_Problem to work on_.
Reproduce the lines below, substituting "golden" for every occurrence of "yellow" and leaving everything else unchanged.

Region labeling records
"""

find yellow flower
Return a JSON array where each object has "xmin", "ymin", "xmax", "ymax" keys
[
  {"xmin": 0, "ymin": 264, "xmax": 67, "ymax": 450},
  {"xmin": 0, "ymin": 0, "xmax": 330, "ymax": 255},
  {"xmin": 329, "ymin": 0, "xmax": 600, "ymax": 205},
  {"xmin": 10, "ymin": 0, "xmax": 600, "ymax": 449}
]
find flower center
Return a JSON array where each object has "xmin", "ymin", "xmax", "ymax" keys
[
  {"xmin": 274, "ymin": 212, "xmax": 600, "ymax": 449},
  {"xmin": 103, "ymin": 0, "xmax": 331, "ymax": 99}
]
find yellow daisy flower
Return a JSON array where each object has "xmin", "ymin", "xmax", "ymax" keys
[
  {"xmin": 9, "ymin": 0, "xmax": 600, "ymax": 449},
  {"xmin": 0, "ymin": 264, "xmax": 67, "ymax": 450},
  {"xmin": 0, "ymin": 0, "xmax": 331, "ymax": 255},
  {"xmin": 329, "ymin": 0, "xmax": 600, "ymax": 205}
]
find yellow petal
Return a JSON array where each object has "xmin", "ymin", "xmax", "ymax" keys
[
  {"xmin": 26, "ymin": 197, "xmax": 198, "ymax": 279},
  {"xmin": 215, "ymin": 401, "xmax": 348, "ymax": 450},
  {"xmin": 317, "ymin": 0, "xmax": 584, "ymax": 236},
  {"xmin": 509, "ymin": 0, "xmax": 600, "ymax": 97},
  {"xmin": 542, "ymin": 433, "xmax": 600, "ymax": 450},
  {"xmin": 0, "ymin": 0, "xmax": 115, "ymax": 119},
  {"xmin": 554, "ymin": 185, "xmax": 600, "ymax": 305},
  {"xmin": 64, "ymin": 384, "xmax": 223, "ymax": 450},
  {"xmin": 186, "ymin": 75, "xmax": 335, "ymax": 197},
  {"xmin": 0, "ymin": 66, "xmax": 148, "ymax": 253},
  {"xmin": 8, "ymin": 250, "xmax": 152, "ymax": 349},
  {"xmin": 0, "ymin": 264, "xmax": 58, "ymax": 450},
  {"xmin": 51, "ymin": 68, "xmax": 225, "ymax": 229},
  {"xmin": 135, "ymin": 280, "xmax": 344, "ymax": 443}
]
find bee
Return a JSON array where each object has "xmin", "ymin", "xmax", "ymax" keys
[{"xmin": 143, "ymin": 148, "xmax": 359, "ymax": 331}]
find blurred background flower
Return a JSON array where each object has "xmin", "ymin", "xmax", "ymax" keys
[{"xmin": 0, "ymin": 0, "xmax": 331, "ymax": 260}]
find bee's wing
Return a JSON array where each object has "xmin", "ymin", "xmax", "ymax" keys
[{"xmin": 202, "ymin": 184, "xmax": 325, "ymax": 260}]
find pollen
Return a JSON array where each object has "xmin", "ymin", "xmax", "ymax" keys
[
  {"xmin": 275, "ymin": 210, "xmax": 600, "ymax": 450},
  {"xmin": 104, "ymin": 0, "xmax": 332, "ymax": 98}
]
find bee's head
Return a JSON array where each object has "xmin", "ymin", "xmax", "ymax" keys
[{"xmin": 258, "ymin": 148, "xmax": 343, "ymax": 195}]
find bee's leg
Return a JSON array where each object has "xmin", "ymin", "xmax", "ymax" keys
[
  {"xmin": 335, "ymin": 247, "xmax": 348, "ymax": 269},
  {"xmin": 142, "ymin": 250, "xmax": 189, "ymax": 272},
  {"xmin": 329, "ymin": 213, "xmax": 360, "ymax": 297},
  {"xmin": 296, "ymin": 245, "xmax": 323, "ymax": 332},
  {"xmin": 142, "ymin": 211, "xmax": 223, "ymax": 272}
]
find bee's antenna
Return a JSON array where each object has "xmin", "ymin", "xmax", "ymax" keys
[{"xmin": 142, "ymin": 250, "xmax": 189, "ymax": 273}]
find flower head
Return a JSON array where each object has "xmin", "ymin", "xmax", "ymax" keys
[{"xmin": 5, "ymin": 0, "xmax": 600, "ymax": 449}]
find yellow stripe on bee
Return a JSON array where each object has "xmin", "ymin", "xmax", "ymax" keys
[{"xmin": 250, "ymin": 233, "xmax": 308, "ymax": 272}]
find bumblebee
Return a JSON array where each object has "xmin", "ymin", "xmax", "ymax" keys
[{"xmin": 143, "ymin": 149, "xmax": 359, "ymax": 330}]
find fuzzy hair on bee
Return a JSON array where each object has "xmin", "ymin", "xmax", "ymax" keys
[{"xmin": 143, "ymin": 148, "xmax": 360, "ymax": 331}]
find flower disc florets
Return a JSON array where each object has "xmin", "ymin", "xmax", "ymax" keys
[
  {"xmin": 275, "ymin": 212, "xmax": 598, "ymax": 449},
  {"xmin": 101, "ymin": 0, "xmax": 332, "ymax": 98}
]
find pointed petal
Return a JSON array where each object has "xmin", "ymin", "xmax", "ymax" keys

"""

_Right answer_.
find golden flower
Return a JSON array where each object has "xmin", "ymin", "xmax", "ymax" keys
[
  {"xmin": 0, "ymin": 264, "xmax": 67, "ymax": 450},
  {"xmin": 0, "ymin": 0, "xmax": 330, "ymax": 255},
  {"xmin": 329, "ymin": 0, "xmax": 600, "ymax": 205},
  {"xmin": 10, "ymin": 0, "xmax": 600, "ymax": 449}
]
find flower center
Return a JSON array where each object has "xmin", "ymin", "xmax", "ymax" keys
[
  {"xmin": 274, "ymin": 212, "xmax": 600, "ymax": 449},
  {"xmin": 103, "ymin": 0, "xmax": 331, "ymax": 99}
]
find golden daisy flower
Return a JSON array where each object has "xmin", "ymin", "xmax", "ymax" keys
[
  {"xmin": 9, "ymin": 0, "xmax": 600, "ymax": 449},
  {"xmin": 0, "ymin": 264, "xmax": 67, "ymax": 450},
  {"xmin": 0, "ymin": 0, "xmax": 331, "ymax": 255},
  {"xmin": 329, "ymin": 0, "xmax": 600, "ymax": 205}
]
find golden petal
Return a JSON array where each object has "xmin", "ymin", "xmax", "ymax" keys
[
  {"xmin": 26, "ymin": 197, "xmax": 198, "ymax": 279},
  {"xmin": 215, "ymin": 401, "xmax": 348, "ymax": 450},
  {"xmin": 317, "ymin": 0, "xmax": 584, "ymax": 236},
  {"xmin": 509, "ymin": 0, "xmax": 600, "ymax": 97},
  {"xmin": 542, "ymin": 433, "xmax": 600, "ymax": 450},
  {"xmin": 0, "ymin": 0, "xmax": 115, "ymax": 119},
  {"xmin": 554, "ymin": 185, "xmax": 600, "ymax": 305},
  {"xmin": 64, "ymin": 384, "xmax": 223, "ymax": 450},
  {"xmin": 186, "ymin": 75, "xmax": 335, "ymax": 197},
  {"xmin": 0, "ymin": 66, "xmax": 148, "ymax": 253},
  {"xmin": 8, "ymin": 250, "xmax": 152, "ymax": 349},
  {"xmin": 0, "ymin": 264, "xmax": 58, "ymax": 450},
  {"xmin": 51, "ymin": 68, "xmax": 225, "ymax": 229},
  {"xmin": 135, "ymin": 280, "xmax": 344, "ymax": 443}
]
find bee
Return a JSON array where each object has "xmin", "ymin", "xmax", "ymax" keys
[{"xmin": 143, "ymin": 148, "xmax": 359, "ymax": 331}]
find blurred background flower
Return a JSON array where each object has "xmin", "ymin", "xmax", "ymax" keys
[{"xmin": 0, "ymin": 0, "xmax": 331, "ymax": 260}]
find bee's wing
Return a JSON array where each object has "xmin", "ymin", "xmax", "ymax" keys
[{"xmin": 202, "ymin": 184, "xmax": 325, "ymax": 260}]
find pollen
Return a JSON array where each object has "xmin", "ymin", "xmax", "ymax" keys
[
  {"xmin": 275, "ymin": 210, "xmax": 600, "ymax": 450},
  {"xmin": 104, "ymin": 0, "xmax": 332, "ymax": 98}
]
find bee's head
Return a JSON array where each object has "xmin", "ymin", "xmax", "ymax" keys
[{"xmin": 258, "ymin": 148, "xmax": 343, "ymax": 195}]
find bee's leg
Return a JSON array where each object has "xmin", "ymin", "xmax", "ymax" keys
[
  {"xmin": 335, "ymin": 247, "xmax": 348, "ymax": 269},
  {"xmin": 142, "ymin": 250, "xmax": 189, "ymax": 272},
  {"xmin": 329, "ymin": 213, "xmax": 360, "ymax": 297},
  {"xmin": 296, "ymin": 245, "xmax": 323, "ymax": 332},
  {"xmin": 142, "ymin": 211, "xmax": 223, "ymax": 272}
]
find bee's antenna
Return a JSON array where each object has "xmin", "ymin", "xmax", "ymax" keys
[{"xmin": 142, "ymin": 250, "xmax": 189, "ymax": 273}]
find flower head
Return a JSON array where each object has "xmin", "ymin", "xmax", "ymax" keys
[{"xmin": 5, "ymin": 0, "xmax": 600, "ymax": 449}]
find golden stripe on bee
Return a JSON array where each object has "xmin", "ymin", "xmax", "ymax" keys
[{"xmin": 250, "ymin": 233, "xmax": 308, "ymax": 272}]
find bumblebee
Return a JSON array where each object has "xmin", "ymin", "xmax", "ymax" keys
[{"xmin": 143, "ymin": 149, "xmax": 359, "ymax": 330}]
find fuzzy hair on bee
Return a JSON array where each object has "xmin", "ymin", "xmax", "ymax" keys
[{"xmin": 143, "ymin": 148, "xmax": 360, "ymax": 331}]
find flower disc florets
Return a JSON array where each object has "xmin", "ymin", "xmax", "ymax" keys
[
  {"xmin": 275, "ymin": 212, "xmax": 598, "ymax": 449},
  {"xmin": 101, "ymin": 0, "xmax": 332, "ymax": 98}
]
find pointed petal
Return a JSON array where each object has "xmin", "ymin", "xmax", "ymax" keys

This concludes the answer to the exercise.